**Direction 1**.
From the text on Razor's album Open Hostility, list every album title in the Razor chronology, each with its year.
**Direction 2**.
Continue the text on Razor's album Open Hostility from its final sentence.

**Text shown**.
- - -

Studio album by Razor
- Released: 1991
- Recorded: May 1991 at Umbrella Sound, Toronto
- Genre: Thrash metal
- Label: Fringe Product
- Producer: Dave Carlo

Razor chronology
| Shotgun Justice (1990) | Open Hostility (1991) | Decibels (1997) |

= Open Hostility =

Open Hostility is the seventh studio album by Canadian speed/thrash metal band Razor, released in 1991 by Fringe Product. Drummer Rob Mills was unable to participate on the album due to injuries sustained in an accident, so his parts were performed by guitarist Dave Carlo using a drum machine. Mills later returned for the filming of the "Sucker for Punishment" music video. Open Hostility is dedicated to the memory of Ray “Black Metal” Wallace.

- - -

Image entries on named regions:

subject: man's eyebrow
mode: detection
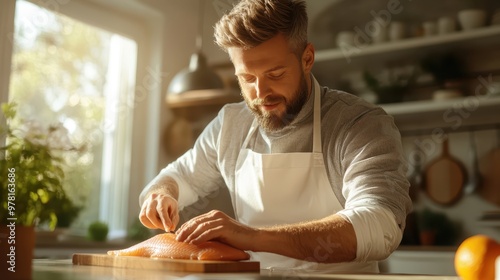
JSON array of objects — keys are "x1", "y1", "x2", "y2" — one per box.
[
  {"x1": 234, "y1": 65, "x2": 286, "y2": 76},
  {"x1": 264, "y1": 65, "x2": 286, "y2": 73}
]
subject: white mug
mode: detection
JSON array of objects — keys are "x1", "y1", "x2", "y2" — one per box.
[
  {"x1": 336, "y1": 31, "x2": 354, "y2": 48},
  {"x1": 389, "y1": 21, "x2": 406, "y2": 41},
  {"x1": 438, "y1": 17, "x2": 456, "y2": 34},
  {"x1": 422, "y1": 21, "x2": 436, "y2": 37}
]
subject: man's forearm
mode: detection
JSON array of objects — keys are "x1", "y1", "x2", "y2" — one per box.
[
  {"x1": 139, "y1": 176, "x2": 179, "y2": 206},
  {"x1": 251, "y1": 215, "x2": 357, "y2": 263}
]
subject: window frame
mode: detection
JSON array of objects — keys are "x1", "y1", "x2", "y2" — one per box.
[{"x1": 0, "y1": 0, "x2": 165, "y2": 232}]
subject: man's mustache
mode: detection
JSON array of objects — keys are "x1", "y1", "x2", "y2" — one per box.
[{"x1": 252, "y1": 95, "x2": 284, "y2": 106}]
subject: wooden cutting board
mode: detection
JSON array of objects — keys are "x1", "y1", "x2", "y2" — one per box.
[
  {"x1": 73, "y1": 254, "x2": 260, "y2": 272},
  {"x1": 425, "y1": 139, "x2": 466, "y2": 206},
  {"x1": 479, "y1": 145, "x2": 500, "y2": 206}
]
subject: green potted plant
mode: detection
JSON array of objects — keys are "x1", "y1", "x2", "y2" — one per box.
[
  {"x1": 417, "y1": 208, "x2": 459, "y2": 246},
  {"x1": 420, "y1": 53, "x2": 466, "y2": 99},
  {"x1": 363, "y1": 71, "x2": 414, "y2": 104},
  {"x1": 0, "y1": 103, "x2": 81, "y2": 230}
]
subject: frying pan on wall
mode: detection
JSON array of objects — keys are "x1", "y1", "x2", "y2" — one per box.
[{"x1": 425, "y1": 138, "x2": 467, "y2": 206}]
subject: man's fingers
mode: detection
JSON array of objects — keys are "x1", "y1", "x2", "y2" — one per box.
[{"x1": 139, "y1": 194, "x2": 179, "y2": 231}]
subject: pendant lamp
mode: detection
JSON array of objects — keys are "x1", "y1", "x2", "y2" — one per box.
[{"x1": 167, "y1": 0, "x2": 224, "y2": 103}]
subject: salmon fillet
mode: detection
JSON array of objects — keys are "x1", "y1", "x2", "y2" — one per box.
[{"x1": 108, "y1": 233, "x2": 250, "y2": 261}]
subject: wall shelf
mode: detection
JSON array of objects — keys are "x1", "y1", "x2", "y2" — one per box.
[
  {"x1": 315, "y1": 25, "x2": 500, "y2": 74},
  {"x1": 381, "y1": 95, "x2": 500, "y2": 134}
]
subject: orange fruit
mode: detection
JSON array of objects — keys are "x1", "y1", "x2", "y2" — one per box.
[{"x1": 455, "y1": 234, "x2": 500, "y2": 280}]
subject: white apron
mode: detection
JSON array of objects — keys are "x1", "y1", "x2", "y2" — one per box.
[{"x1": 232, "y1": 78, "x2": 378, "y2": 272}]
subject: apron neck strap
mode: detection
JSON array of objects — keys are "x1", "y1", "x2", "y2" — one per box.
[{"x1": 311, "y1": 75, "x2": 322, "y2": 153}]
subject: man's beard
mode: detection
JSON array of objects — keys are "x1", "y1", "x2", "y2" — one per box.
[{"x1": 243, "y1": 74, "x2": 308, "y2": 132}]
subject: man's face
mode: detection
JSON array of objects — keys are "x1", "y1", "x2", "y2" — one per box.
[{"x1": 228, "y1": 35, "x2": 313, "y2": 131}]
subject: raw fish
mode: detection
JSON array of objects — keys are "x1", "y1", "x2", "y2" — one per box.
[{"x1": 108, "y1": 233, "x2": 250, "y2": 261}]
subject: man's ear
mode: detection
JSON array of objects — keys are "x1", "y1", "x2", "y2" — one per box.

- - -

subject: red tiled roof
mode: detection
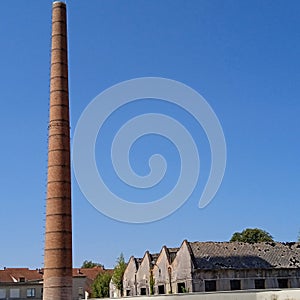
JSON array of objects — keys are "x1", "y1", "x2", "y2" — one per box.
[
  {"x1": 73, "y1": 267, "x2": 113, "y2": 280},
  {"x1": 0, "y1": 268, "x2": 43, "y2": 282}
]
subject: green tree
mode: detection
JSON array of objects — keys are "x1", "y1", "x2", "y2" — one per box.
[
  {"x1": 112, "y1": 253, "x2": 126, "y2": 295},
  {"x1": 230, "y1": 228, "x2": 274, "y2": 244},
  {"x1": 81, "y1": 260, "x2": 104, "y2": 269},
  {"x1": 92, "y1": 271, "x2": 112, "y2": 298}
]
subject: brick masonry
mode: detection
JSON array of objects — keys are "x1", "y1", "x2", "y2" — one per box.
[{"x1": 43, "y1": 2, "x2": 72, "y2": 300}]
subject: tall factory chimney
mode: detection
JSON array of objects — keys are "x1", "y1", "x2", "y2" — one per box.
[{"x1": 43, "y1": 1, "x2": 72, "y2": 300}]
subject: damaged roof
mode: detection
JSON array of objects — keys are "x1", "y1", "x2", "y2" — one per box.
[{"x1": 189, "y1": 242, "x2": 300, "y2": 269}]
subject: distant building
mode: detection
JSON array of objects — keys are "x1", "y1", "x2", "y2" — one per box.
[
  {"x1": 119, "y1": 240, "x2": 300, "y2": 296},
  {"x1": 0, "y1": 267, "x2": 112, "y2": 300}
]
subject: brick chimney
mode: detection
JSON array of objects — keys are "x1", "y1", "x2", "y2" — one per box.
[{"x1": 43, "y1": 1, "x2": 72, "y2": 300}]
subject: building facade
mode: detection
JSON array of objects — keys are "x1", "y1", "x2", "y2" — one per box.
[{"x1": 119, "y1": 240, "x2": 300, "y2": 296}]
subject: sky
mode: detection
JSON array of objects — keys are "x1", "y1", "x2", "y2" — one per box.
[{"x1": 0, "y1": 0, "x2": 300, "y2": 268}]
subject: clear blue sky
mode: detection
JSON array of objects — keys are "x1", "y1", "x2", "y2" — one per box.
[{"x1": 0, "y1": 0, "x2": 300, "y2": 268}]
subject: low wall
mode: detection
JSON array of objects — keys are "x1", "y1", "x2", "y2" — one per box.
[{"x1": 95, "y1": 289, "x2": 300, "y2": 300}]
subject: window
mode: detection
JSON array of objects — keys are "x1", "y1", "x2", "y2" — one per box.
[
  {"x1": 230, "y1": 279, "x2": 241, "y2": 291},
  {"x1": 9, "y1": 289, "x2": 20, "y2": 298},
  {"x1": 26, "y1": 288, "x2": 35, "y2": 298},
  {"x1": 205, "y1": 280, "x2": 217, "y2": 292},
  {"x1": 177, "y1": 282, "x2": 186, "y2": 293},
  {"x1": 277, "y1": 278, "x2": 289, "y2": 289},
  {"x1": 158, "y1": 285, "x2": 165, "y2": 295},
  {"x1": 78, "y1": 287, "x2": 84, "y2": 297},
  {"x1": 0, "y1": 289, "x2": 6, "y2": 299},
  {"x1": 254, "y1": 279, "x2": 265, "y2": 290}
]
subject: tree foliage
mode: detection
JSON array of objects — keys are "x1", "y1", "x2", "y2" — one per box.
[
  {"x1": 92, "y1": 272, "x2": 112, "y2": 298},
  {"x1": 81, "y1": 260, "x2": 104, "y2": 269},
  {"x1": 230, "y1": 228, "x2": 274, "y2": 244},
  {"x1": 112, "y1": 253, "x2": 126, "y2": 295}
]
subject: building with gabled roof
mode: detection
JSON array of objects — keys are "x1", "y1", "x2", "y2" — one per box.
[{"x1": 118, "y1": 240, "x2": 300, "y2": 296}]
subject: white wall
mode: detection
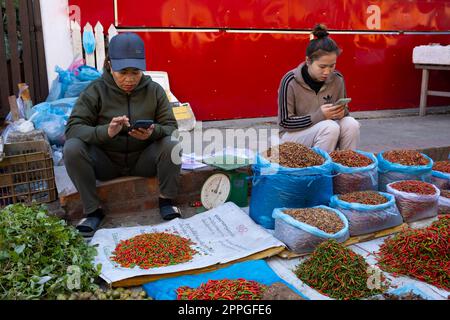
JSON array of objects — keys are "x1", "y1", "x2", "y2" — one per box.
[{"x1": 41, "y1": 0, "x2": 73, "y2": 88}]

- - -

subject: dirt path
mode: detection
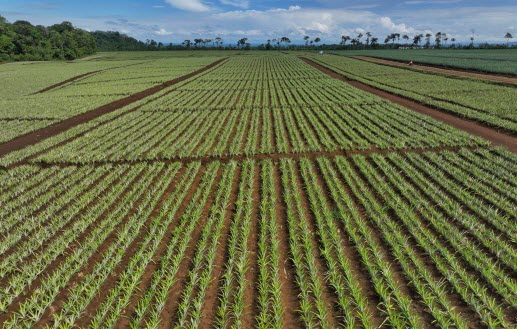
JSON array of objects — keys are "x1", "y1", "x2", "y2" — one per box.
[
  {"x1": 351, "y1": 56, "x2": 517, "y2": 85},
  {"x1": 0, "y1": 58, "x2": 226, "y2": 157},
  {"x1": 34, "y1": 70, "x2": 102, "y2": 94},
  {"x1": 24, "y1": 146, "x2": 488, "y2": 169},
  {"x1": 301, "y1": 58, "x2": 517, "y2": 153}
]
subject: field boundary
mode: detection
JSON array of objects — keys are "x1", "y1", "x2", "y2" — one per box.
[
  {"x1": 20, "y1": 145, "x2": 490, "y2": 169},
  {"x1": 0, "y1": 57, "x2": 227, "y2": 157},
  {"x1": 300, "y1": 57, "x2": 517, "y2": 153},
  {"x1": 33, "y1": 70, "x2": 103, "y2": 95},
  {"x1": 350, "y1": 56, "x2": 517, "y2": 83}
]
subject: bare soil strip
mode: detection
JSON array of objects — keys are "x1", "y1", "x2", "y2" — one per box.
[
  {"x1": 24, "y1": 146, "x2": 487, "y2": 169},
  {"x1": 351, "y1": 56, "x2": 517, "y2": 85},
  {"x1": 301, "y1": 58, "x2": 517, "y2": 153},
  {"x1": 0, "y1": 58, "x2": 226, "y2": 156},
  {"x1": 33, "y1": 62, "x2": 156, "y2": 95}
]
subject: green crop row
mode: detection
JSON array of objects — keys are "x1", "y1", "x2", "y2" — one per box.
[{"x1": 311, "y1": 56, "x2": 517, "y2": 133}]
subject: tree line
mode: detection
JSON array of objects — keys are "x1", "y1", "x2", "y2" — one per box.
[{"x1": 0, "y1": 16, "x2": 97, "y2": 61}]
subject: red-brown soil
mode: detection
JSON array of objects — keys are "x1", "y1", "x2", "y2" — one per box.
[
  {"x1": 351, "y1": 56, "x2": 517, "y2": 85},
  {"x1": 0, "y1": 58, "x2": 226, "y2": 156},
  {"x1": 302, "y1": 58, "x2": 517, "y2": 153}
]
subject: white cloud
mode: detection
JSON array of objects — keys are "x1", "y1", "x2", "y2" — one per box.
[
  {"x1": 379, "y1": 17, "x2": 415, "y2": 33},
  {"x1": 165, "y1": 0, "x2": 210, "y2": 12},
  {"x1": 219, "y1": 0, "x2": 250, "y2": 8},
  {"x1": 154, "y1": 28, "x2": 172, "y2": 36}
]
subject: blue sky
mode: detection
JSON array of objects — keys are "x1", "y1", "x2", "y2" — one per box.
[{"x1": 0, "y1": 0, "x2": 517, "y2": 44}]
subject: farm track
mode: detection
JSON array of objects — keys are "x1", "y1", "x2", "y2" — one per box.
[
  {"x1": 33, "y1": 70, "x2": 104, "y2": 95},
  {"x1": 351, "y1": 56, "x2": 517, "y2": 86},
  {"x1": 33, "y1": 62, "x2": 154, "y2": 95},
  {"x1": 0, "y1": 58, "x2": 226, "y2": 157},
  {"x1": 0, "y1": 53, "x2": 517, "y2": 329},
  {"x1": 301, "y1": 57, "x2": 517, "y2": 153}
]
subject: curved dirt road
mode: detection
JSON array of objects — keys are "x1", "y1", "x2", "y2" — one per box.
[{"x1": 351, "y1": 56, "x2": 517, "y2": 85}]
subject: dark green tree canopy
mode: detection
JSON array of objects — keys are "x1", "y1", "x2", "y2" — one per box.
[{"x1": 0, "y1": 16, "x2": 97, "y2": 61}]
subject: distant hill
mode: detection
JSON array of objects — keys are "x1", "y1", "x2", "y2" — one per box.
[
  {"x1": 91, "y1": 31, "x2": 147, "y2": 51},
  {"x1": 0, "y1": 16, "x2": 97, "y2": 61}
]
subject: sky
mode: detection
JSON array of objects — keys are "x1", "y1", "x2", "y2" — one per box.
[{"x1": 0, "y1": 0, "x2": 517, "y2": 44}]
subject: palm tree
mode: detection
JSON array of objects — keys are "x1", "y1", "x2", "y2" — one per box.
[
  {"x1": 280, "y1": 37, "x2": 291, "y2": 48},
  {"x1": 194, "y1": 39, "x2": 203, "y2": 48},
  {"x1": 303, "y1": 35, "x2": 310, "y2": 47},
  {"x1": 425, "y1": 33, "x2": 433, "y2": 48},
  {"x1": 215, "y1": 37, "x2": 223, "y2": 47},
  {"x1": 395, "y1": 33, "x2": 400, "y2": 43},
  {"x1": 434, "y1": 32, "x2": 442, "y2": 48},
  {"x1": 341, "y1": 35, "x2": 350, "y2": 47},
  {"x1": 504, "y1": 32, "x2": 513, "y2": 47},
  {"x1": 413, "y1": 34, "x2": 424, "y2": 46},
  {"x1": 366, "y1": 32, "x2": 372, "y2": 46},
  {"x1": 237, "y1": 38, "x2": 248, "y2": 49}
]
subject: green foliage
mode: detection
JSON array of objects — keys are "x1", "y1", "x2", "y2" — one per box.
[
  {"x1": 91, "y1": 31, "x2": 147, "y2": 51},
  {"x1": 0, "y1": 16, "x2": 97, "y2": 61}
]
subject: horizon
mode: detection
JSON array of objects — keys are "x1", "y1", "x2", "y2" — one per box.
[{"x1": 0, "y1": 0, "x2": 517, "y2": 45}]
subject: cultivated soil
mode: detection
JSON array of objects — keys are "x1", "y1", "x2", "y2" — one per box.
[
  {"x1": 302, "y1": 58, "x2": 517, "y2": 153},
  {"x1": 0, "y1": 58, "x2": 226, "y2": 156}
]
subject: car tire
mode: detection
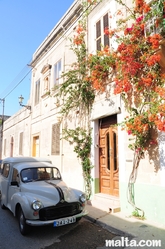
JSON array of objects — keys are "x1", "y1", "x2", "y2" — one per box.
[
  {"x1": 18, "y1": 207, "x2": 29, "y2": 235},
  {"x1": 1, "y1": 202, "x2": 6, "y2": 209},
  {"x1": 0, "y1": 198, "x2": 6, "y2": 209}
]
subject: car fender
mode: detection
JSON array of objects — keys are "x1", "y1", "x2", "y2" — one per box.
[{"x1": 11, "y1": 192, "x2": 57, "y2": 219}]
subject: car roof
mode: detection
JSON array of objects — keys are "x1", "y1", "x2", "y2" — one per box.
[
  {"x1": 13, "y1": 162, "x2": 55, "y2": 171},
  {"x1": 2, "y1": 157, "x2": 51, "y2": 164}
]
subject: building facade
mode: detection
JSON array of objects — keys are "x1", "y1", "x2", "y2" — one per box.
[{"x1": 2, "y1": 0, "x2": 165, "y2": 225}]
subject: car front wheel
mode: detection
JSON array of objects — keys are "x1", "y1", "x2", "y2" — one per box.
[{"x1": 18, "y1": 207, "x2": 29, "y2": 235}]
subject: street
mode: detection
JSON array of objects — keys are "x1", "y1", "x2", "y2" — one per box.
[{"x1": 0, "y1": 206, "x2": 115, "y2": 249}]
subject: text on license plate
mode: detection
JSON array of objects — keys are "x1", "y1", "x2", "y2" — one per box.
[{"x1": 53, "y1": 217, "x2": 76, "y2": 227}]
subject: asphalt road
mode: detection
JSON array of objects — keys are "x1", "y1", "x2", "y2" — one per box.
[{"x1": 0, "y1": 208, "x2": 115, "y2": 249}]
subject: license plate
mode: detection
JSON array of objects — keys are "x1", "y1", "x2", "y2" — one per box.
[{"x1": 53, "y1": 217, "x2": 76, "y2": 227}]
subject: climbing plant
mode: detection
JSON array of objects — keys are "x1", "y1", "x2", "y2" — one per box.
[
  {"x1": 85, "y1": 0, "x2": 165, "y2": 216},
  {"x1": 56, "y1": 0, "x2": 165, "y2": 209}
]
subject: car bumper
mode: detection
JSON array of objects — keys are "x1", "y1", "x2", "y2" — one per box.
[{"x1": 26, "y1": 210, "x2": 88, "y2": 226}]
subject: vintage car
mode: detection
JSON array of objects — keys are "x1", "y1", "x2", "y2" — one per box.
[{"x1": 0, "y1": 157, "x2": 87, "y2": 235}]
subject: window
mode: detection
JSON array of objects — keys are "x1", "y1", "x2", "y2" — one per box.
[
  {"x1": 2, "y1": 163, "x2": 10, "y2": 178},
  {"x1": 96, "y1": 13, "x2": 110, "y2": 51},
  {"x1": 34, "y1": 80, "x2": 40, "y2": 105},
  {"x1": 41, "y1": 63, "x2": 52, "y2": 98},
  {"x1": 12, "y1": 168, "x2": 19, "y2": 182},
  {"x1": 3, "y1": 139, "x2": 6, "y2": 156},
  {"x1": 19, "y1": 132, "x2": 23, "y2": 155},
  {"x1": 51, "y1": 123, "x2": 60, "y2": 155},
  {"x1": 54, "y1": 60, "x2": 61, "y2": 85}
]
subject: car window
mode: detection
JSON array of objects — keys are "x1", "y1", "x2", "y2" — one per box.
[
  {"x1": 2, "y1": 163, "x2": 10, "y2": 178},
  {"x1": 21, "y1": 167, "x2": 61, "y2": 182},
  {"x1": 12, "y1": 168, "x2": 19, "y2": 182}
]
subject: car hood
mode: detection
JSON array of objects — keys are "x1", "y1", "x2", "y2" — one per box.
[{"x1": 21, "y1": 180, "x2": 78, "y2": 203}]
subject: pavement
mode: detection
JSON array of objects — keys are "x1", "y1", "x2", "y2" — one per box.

- - -

**Written response 1**.
Shotgun Justice (1990)
Open Hostility (1991)
Decibels (1997)

**Written response 2**.
Professional ratings
Review scores
| Source | Rating |
| ThrashPit | 9/10 |

== Track listing ==

Side A
| No. | Title | Length |
|---|---|---|
| 1. | "In Protest" | 3:44 |
| 2. | "Sucker for Punishment" | 4:03 |
| 3. | "Bad Vibrations" | 3:01 |
| 4. | "Road Gunner" | 3:08 |
| 5. | "Cheers" | 2:35 |
| 6. | "Red Money" | 2:54 |

Side B
| No. | Title | Length |
|---|---|---|
| 7. | "Free Lunch" | 2:39 |
| 8. | "Iron Legions" | 2:34 |
| 9. | "Mental Torture" | 3:29 |
| 10. | "Psychopath" | 2:33 |
| 11. | "I Disagree" | 2:58 |
| 12. | "End of the War" | 3:40 |
| Total length: |  | 37:18 |

2015 Relapse Records CD and digital bonus tracks
| No. | Title | Length |
|---|---|---|
| 1. | "Tow the Line" (Unreleased Track Late 1990) | 4:33 |
| 2. | "Taking the Strain" (Unreleased Track Late 1990) | 3:05 |
| 3. | "Violent Propensity" (Unreleased Track Late 1990) | 3:12 |
| 4. | "Taking the Strain" (Instrumental Version, Unreleased Track Late 1990) | 2:56 |
| 5. | "End of the War" (Rehearsal with Rob Mills) | 3:11 |
| 6. | "Tow the Line" (Instrumental Demo with Programmed Drums) | 4:11 |
| 7. | "Red Money" (Instrumental Demo) | 2:56 |
| 8. | "Iron Legions" (Instrumental Demo) | 2:35 |
| Total length: |  | 1:03:57 |

==Notes==
- Three vinyl pressings were released in 2010 by High Roller Records as a limited edition with two to three different colours and an alternate cover art
- Re-released in 2015 by Relapse Records in CD and digital format containing 8 bonus tracks

== Personnel ==
- John Armstrong - Bass
- Dave Carlo - Guitars & Drum Programming
- Bob Reid - Vocals

=== Production ===
- James Stanley - Recording
- Alexander von Wieding - Artwork & Design (2009 Re-issue)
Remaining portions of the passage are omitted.